• **Tasks**:
a) Name every key that the dbt translator code reads from dbt_resource_props.
b) In the dbt translator code, what is the default value of the environment parameter in EnvironmentDbtTranslator?
c) Write a two-sentence summary of the dbt translator code.

• **Supplied passage**:
▼

Custom Asset Key Generation

from dagster import AssetKey
from dagster_dbt import DagsterDbtTranslator

class CustomAssetKeyTranslator(DagsterDbtTranslator):
    def get_asset_key(self, dbt_resource_props: dict) -> AssetKey:
        """Generate custom asset keys with database prefix."""
        database = dbt_resource_props.get("database", "default")
        schema = dbt_resource_props.get("schema", "default")
        name = dbt_resource_props["name"]
        
        return AssetKey([database, schema, name])
    
    def get_group_name(self, dbt_resource_props: dict) -> Optional[str]:
        """Group assets by dbt package."""
        package_name = dbt_resource_props.get("package_name")
        if package_name and package_name != "my_project":
            return f"dbt_package_{package_name}"
        
        # Use directory structure for main project
        fqn = dbt_resource_props.get("fqn", [])
        if len(fqn) > 1:
            return fqn[1]  # First subdirectory
        
        return "default"

# Use custom translator
from dagster_dbt import dbt_assets

@dbt_assets(
    manifest="./target/manifest.json",
    dagster_dbt_translator=CustomAssetKeyTranslator()
)
def my_dbt_assets(context, dbt):
    yield from dbt.cli(["build"], context=context).stream()

Environment-Specific Translation

import os
from dagster_dbt import DagsterDbtTranslator

class EnvironmentDbtTranslator(DagsterDbtTranslator):
    def __init__(self, environment: str = "dev"):
        self.environment = environment
    
    def get_asset_key(self, dbt_resource_props: dict) -> AssetKey:
        """Prefix asset keys with environment."""
        base_key = super().get_asset_key(dbt_resource_props)
        return AssetKey([self.environment] + list(base_key.path))

▲

Records of labeled boxes:
▼

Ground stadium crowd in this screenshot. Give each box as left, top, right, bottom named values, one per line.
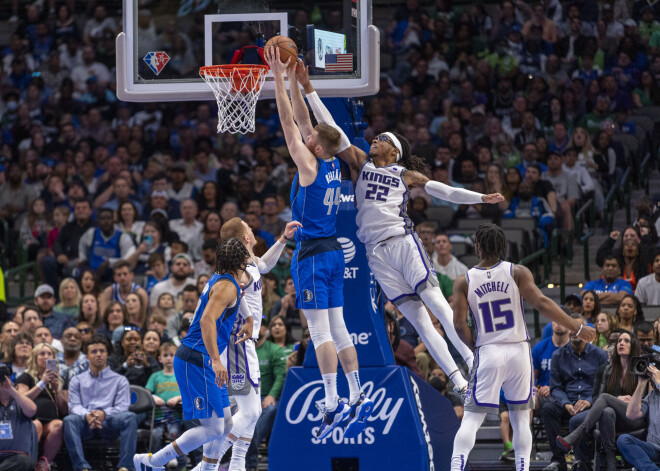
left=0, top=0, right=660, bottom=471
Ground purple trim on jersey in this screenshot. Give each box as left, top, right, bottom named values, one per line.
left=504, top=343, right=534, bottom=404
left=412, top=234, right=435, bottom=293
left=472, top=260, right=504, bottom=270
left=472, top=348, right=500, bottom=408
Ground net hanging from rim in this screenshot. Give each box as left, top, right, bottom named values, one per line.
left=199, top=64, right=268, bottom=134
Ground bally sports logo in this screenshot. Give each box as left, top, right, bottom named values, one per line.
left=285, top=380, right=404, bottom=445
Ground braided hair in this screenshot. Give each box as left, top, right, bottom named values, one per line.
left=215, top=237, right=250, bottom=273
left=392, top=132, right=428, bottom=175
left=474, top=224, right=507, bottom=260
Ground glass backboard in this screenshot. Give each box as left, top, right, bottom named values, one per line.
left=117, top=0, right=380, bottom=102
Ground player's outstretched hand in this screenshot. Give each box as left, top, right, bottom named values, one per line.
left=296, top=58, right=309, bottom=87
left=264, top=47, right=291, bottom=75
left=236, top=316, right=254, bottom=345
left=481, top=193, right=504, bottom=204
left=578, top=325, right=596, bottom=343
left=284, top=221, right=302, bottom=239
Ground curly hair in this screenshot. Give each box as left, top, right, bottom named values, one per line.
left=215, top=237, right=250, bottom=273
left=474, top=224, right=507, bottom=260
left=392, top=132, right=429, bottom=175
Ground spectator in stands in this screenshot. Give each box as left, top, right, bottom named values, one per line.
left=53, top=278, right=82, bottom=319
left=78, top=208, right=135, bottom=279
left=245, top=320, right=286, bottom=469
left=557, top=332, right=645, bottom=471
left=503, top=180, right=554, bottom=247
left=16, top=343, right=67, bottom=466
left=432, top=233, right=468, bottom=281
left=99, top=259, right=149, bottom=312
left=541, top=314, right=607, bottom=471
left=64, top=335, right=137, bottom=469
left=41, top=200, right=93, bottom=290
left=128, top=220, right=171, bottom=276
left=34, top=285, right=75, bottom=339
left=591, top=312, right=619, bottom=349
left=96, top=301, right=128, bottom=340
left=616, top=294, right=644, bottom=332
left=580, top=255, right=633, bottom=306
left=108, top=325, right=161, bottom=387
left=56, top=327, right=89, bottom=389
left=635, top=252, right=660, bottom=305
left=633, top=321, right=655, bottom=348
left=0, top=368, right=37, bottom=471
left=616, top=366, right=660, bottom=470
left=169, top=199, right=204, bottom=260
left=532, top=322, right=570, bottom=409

▲
▼

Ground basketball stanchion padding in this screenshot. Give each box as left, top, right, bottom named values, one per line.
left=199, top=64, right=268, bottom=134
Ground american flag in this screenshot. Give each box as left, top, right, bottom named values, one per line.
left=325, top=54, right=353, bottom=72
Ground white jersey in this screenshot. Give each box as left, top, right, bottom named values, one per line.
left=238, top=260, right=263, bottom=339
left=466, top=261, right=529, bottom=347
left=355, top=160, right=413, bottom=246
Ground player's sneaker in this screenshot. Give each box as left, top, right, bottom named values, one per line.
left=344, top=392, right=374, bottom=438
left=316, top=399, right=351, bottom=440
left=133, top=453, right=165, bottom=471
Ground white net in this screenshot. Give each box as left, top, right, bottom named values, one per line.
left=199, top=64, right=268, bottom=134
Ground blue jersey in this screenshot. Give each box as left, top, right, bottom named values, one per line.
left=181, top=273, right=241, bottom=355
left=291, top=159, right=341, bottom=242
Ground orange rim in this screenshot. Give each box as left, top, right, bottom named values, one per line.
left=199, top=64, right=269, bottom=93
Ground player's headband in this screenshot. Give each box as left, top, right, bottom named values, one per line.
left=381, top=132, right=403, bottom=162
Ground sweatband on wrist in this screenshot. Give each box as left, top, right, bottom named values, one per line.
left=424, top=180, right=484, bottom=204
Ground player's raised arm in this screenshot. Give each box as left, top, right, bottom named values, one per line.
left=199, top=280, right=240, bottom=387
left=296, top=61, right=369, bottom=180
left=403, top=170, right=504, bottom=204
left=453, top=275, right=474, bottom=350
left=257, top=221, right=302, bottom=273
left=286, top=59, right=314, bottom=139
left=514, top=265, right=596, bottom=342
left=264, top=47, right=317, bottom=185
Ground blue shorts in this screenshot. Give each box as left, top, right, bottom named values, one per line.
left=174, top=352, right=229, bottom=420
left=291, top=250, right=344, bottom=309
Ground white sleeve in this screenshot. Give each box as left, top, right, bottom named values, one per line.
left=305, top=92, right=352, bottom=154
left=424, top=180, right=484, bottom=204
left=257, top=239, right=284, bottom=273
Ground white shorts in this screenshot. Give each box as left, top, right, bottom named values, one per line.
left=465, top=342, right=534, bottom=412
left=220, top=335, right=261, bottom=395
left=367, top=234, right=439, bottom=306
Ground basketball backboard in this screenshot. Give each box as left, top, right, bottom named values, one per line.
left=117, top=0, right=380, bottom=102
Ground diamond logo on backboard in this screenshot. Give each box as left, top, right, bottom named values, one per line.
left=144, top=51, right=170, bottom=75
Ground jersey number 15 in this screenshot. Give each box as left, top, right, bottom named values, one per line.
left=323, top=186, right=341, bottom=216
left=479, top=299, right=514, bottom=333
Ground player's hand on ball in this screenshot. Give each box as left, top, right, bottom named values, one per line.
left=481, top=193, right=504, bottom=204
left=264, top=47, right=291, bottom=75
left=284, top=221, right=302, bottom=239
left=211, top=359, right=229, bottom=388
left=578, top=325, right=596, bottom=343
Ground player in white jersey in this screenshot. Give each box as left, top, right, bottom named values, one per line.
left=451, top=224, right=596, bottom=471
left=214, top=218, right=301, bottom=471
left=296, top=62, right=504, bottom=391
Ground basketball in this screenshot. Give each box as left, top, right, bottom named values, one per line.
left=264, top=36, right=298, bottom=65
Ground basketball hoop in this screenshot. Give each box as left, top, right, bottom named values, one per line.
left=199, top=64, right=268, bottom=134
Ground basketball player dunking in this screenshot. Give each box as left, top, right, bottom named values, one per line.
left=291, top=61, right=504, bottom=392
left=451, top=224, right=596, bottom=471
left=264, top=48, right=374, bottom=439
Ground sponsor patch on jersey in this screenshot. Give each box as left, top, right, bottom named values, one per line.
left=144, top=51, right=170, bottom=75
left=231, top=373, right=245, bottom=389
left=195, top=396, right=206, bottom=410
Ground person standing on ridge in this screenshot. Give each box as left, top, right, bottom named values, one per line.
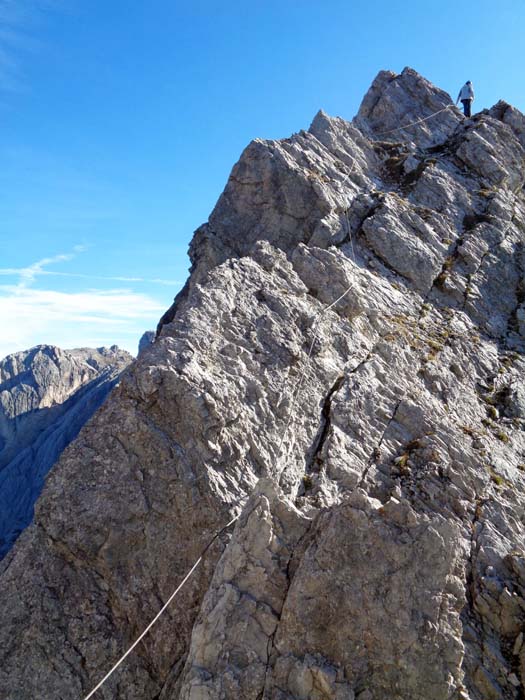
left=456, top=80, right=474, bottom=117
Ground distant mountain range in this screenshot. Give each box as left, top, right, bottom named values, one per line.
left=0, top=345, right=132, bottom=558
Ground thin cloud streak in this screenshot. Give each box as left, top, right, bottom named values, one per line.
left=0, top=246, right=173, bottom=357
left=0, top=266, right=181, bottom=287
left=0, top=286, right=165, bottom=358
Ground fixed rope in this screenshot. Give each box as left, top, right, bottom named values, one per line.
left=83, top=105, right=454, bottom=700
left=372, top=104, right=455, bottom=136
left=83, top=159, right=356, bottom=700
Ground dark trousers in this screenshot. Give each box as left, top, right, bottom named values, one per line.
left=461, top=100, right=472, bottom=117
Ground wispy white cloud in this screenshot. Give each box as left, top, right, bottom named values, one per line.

▲

• **Expected results**:
a) database, schema, name, package_name, fqn

b) "dev"

c) The code defines CustomAssetKeyTranslator, a DagsterDbtTranslator subclass that builds asset keys from database, schema, and name and groups assets by dbt package or by first subdirectory. It applies that translator to dbt assets loaded from a manifest, and it also defines EnvironmentDbtTranslator, which prefixes asset keys with an environment name.